[REQUIRED TASK] Print all records exactly, leaving nothing out.

>> start

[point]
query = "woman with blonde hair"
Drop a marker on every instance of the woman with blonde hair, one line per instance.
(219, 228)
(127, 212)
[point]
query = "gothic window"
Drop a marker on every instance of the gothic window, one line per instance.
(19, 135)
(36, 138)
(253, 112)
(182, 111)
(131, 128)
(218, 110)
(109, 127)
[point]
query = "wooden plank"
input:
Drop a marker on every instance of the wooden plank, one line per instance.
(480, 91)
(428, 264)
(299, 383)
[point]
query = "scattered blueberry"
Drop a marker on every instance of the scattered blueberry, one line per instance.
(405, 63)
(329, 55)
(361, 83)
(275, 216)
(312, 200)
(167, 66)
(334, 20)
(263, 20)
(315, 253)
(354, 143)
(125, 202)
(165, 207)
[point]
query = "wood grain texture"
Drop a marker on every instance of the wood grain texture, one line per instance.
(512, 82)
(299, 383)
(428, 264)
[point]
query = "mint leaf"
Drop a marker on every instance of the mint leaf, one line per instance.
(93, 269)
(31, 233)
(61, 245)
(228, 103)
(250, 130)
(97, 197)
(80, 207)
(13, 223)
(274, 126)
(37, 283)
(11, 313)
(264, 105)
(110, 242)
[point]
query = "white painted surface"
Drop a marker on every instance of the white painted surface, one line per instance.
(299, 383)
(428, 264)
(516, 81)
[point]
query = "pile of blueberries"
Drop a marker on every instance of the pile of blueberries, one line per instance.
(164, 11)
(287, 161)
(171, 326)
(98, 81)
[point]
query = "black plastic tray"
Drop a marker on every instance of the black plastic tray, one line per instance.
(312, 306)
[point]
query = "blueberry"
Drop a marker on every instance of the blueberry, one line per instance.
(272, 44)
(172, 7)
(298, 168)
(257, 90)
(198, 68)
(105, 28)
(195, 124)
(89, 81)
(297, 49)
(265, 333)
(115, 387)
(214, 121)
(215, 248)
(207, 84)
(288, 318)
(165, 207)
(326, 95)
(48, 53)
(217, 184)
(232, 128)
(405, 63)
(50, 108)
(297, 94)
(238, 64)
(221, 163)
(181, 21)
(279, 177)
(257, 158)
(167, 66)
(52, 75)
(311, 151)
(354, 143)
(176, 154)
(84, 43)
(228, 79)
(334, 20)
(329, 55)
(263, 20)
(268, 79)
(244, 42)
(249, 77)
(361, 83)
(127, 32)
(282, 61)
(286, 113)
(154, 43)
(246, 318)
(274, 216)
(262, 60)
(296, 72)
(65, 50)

>> end

[ANSWER TO THIS PROBLEM]
[point]
query = "woman with blonde hair"
Drop a marker on every instance of the woman with blonde hair, one line per instance.
(219, 228)
(127, 212)
[point]
query = "gothic window"
Drop a marker on every instance of the gothic window, one line per instance.
(19, 135)
(36, 138)
(253, 112)
(182, 111)
(131, 128)
(218, 110)
(109, 127)
[point]
query = "wooden plank"
input:
Drop a marker on every instance of the wooden plank, one line per instance.
(480, 91)
(428, 264)
(299, 383)
[point]
query = "scattered blueberry"
Drop a marker on every instance of the scattered blueberry, one line per instance.
(405, 63)
(329, 55)
(361, 83)
(275, 216)
(312, 200)
(167, 66)
(334, 20)
(263, 20)
(315, 253)
(354, 143)
(125, 202)
(165, 207)
[point]
query = "wood grain texture"
Drop a marker on every instance of the wood grain texture, one line per instance.
(512, 82)
(299, 383)
(428, 264)
[point]
query = "mint leaf"
Drop a marker on every instance of the mint leaf, one line per instance.
(93, 269)
(31, 233)
(61, 245)
(228, 103)
(250, 130)
(97, 197)
(80, 207)
(13, 223)
(274, 126)
(37, 283)
(11, 313)
(264, 105)
(110, 242)
[point]
query = "white painted surface"
Drop a marker on every instance of the white painted surface, one line per instance.
(299, 383)
(428, 264)
(516, 81)
[point]
query = "pile of blueberries"
Drop a marker on every instance of the pile of blueberries, one line per instance.
(164, 11)
(287, 161)
(171, 326)
(98, 81)
[point]
query = "black plastic tray"
Drop a marker on every instance of the black plastic tray, one line per instance.
(312, 306)
[point]
query = "blueberry"
Drop a marker on every instance of the blueberry, one line per instance.
(272, 44)
(172, 7)
(298, 168)
(257, 90)
(198, 68)
(105, 28)
(195, 124)
(89, 81)
(297, 49)
(265, 333)
(115, 387)
(214, 121)
(215, 248)
(207, 84)
(288, 318)
(165, 207)
(326, 95)
(48, 53)
(217, 184)
(232, 128)
(405, 63)
(50, 108)
(297, 94)
(238, 64)
(221, 163)
(181, 21)
(279, 177)
(257, 158)
(167, 66)
(52, 75)
(311, 151)
(354, 143)
(176, 154)
(84, 43)
(228, 79)
(334, 20)
(329, 55)
(263, 20)
(268, 79)
(244, 42)
(249, 77)
(361, 83)
(127, 32)
(282, 61)
(286, 113)
(154, 43)
(246, 318)
(274, 216)
(262, 60)
(296, 72)
(65, 50)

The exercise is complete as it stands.